> _Point placement records_:
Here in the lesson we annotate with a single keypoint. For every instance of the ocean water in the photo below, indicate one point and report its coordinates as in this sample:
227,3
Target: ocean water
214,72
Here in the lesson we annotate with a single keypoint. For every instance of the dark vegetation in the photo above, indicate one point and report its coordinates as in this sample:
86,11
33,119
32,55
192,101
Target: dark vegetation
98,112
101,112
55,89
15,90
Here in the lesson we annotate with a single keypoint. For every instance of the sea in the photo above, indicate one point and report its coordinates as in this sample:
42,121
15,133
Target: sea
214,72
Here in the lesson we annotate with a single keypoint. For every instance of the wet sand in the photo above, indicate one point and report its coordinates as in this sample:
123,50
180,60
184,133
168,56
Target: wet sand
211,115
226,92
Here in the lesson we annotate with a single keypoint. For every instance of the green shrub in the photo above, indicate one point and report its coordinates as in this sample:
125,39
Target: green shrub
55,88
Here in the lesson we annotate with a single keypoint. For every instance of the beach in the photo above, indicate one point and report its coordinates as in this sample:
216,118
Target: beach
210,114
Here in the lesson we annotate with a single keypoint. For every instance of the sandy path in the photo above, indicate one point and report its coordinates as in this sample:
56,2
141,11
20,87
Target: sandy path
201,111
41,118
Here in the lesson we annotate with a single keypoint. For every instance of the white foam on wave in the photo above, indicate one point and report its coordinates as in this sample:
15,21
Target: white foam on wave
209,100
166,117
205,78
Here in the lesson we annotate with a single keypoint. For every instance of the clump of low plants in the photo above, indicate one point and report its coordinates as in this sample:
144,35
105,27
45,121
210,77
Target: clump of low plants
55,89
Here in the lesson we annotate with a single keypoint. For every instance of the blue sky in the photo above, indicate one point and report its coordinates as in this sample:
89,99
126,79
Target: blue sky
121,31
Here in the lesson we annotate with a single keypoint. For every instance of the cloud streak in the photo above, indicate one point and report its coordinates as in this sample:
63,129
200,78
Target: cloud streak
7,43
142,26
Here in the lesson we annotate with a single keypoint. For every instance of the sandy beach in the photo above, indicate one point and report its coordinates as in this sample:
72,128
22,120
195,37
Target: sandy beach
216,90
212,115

> _Stated goal_: Render all lines of the records above as a Markdown table with the columns n and Line, giving each line its own numbered row and omitting blank lines.

> _Result of this exercise_:
| n | Line |
|---|---|
| 1 | Here in the lesson we annotate with a single keypoint. For every instance of the ocean water in the photo below, indicate one point and report its coordinates as in this sample: |
| 2 | 227,3 |
| 3 | Target: ocean water |
| 4 | 214,72 |
| 5 | Here in the lesson we annotate with a single keypoint. For every instance of the dark vegetation in the photo above, indicate one point and report its coordinates as in this sample: |
| 6 | 86,11 |
| 7 | 33,119 |
| 8 | 32,55 |
| 9 | 192,101 |
| 10 | Target: dark vegetation |
| 11 | 98,112 |
| 12 | 101,112 |
| 13 | 55,89 |
| 14 | 15,90 |
| 15 | Here in the lesson we annotate with a single keypoint. For every instance of the sea in the photo above, indicate one point and report its coordinates as in this sample: |
| 16 | 42,121 |
| 17 | 15,133 |
| 18 | Target: sea |
| 19 | 214,72 |
| 20 | Here in the lesson we annotate with a single keypoint. For every instance of the wet sand in the photo above, indicate one point and report its coordinates as in this sample: |
| 21 | 123,50 |
| 22 | 180,60 |
| 23 | 184,133 |
| 24 | 168,56 |
| 25 | Target: wet sand |
| 26 | 211,115 |
| 27 | 226,92 |
| 28 | Here in the lesson we annotate with a single keypoint. For every instance of the green shrub in the photo above, indicate one point and report its coordinates as in this sample: |
| 29 | 125,39 |
| 30 | Target: green shrub |
| 31 | 55,88 |
| 32 | Here in the lesson we annotate with a single keypoint. For every instance of the beach in the photo above, indicate one point and report its coordinates as in this sample: |
| 33 | 216,118 |
| 34 | Target: beach |
| 35 | 210,114 |
| 36 | Here in the lesson we annotate with a single keypoint. For every instance of the sandy path in the photo above, indicate one point and report its coordinates as in this sample: |
| 37 | 56,2 |
| 38 | 141,11 |
| 39 | 20,87 |
| 40 | Target: sandy path |
| 41 | 201,111 |
| 42 | 41,118 |
| 43 | Here in the lesson we annotate with a single keypoint. For every instance of the white foam on wave in the photo above, indicate one point and report its coordinates as in this sample: |
| 44 | 15,21 |
| 45 | Target: white foam on wave |
| 46 | 209,100 |
| 47 | 166,117 |
| 48 | 205,78 |
| 49 | Here in the lesson we annotate with a single keypoint. For every instance of the clump of low plants in the photo above, indicate one point and report its coordinates as in this sample: |
| 50 | 144,35 |
| 51 | 105,27 |
| 52 | 45,121 |
| 53 | 210,77 |
| 54 | Target: clump of low plants |
| 55 | 55,89 |
| 56 | Here in the lesson we annotate with a single keypoint. For every instance of the blue sky in the photo above, indicate one point and report its coordinates as in this sample: |
| 57 | 89,99 |
| 58 | 126,79 |
| 59 | Target: blue sky |
| 60 | 121,31 |
| 61 | Here in the lesson we annotate with a single keypoint. For every instance of the cloud streak in the photo above, indicate one point and report its coordinates as in this sample: |
| 62 | 63,129 |
| 63 | 200,78 |
| 64 | Target: cloud streak |
| 65 | 7,43 |
| 66 | 142,26 |
| 67 | Here in the lesson we annotate with a single keypoint. For every instance of the sandy beach in the photo above, indicate one point and report its coordinates as in this sample: |
| 68 | 72,128 |
| 69 | 22,120 |
| 70 | 195,37 |
| 71 | Target: sandy beach |
| 72 | 216,90 |
| 73 | 212,115 |